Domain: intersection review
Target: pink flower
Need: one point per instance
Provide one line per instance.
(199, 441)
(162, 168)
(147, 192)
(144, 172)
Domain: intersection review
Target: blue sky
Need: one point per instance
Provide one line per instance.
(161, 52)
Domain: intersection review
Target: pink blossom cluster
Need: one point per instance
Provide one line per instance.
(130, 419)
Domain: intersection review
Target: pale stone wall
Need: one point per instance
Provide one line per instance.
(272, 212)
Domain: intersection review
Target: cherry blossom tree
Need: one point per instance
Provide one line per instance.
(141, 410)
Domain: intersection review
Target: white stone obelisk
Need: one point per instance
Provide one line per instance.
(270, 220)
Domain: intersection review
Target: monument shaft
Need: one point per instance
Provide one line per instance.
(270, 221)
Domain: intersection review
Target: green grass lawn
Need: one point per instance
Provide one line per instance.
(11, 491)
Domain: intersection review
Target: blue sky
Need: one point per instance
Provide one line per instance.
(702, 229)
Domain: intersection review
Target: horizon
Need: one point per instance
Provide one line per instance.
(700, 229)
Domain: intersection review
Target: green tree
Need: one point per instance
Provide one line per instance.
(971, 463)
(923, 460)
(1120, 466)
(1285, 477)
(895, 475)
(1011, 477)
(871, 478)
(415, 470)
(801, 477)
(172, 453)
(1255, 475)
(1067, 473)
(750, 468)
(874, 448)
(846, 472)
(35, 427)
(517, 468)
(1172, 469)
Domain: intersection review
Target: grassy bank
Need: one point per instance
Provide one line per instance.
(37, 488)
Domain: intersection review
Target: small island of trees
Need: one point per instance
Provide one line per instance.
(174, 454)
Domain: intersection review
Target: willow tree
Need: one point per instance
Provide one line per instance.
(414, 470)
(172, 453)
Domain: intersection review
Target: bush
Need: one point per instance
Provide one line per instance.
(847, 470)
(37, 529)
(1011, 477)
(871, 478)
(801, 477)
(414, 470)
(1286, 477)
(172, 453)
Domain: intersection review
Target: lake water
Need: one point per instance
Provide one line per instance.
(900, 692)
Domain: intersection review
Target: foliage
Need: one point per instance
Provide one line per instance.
_ _ _ _
* _Instruction_
Transcribe every line of the data, exactly as it stands.

* _Exercise response_
Domain: intersection review
Target: pink flower
Need: one point per instance
Provide one line per instance.
(199, 441)
(162, 168)
(147, 192)
(144, 172)
Domain: intersection review
Target: blue sky
Need: one point per instance
Provide one line per instance.
(161, 52)
Domain: intersection review
Target: pink blossom cluster
Need: one point per instance
Provide one line per instance.
(130, 419)
Domain: intersection review
Target: pale stone wall
Need: one point per instance
Provide one line per instance.
(272, 212)
Domain: intersection review
Target: cherry blossom tree
Need: one point per instance
Provide one line per instance.
(141, 410)
Domain: intersection review
Target: white stone obelisk
Need: one point per instance
Provide one line per instance.
(270, 220)
Domain: intersection review
Target: monument shaft
Need: one point per instance
Provide one line per instance.
(270, 221)
Domain: intersection review
Target: green grass lawn
Need: one point per instance
Provide one line per instance.
(11, 491)
Domain: intersection review
Target: blue sky
Need: one point per instance
Provide one line per instance.
(702, 229)
Domain: intersection review
Target: horizon
Need: one point per instance
Provide one line per instance.
(700, 229)
Domain: intersection review
Target: green tree
Need: one point per instance
Provide one line per instance.
(971, 463)
(923, 460)
(1120, 466)
(1285, 477)
(895, 475)
(1011, 477)
(871, 478)
(415, 470)
(801, 477)
(172, 453)
(1255, 475)
(1067, 473)
(750, 468)
(874, 448)
(846, 472)
(35, 427)
(517, 468)
(1172, 469)
Domain: intersection review
Target: grassy bank
Need: one point per instance
Provide one line per instance.
(37, 488)
Domain: intersection review
Target: small island of trees
Need: one point per instance
Provide one line per instance.
(174, 454)
Domain: intersection review
Target: willow tree
Need: one point per instance
Provide one line per instance.
(414, 470)
(172, 453)
Domain: intersection review
Target: bush
Need: one point per instance
Provide one line per instance.
(847, 470)
(37, 529)
(1011, 477)
(871, 478)
(801, 477)
(414, 470)
(1286, 477)
(172, 453)
Domain: intersection review
Target: lake water
Need: one point per instance
Provide one line per instance.
(900, 692)
Domain: intersection review
Target: foliage
Need: one point per instance
Provide one line per instance.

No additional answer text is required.